» Task inputs:
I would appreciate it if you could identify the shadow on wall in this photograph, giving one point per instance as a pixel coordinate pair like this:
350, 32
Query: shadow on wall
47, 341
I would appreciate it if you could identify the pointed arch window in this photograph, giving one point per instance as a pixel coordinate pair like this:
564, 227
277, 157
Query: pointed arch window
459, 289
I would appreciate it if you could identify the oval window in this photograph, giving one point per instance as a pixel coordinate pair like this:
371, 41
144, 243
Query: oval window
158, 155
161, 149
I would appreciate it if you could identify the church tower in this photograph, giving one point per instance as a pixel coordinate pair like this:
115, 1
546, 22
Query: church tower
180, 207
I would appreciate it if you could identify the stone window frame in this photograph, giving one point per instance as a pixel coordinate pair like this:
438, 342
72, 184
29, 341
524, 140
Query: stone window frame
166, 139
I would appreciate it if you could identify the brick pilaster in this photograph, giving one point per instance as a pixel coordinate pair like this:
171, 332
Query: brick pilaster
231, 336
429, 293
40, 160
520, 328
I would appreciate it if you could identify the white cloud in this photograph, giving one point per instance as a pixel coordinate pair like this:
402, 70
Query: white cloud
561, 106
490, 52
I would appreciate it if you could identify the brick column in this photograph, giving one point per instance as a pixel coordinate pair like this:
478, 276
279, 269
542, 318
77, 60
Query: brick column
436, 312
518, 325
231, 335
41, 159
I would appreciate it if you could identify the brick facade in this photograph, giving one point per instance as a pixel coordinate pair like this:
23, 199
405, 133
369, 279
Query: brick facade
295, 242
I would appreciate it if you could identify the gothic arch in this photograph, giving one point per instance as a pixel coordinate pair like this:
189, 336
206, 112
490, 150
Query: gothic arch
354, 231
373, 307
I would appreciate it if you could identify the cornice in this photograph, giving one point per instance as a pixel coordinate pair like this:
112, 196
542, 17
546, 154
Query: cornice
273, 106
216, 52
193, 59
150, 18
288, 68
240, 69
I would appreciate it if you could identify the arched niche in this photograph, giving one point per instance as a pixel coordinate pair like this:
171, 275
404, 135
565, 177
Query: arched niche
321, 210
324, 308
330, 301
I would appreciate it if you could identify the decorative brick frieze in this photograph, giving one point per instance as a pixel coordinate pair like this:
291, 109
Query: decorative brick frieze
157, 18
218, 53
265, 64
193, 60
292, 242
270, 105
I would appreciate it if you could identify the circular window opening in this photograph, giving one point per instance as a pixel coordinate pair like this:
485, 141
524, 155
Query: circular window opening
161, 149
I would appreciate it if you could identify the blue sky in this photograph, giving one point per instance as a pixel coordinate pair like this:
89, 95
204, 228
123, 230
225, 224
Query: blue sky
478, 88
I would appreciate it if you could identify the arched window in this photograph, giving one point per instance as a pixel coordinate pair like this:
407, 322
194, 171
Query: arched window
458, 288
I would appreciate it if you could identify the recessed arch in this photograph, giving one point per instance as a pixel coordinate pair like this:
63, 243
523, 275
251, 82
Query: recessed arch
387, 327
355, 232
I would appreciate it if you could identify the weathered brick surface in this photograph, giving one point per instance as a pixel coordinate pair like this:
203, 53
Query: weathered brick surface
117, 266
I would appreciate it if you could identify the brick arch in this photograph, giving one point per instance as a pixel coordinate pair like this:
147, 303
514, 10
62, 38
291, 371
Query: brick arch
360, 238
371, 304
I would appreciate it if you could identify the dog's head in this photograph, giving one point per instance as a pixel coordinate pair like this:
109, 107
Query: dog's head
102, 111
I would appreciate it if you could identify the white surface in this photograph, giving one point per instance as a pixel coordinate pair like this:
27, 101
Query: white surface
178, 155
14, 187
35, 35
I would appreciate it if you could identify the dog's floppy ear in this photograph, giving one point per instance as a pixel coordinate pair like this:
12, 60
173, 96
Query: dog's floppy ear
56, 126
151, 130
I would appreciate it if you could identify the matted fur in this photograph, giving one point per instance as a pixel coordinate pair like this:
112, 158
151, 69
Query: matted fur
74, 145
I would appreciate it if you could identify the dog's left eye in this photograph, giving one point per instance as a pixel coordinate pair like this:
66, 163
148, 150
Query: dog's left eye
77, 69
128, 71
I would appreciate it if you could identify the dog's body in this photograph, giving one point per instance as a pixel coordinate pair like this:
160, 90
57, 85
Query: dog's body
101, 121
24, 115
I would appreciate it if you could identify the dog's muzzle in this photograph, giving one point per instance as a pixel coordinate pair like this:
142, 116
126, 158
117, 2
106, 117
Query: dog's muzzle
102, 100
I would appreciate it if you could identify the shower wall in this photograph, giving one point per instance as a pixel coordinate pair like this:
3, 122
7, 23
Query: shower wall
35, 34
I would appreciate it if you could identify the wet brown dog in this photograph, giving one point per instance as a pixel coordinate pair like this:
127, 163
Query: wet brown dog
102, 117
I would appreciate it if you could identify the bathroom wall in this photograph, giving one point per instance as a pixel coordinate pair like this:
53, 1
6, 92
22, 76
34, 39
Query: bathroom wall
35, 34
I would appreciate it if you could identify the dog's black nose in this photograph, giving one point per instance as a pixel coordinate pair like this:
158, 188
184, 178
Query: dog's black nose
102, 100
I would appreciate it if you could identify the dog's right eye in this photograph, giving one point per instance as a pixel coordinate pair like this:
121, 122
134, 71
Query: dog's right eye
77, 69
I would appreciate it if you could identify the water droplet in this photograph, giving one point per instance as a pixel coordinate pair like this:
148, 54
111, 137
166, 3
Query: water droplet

» Required work: Wherever the word "water" appears in the listing above, copy the whole line.

» Written answer:
I would appreciate it if you could identify the water droplet in this photograph, giving one point per instance as a pixel coordinate pair like this:
Query: water droplet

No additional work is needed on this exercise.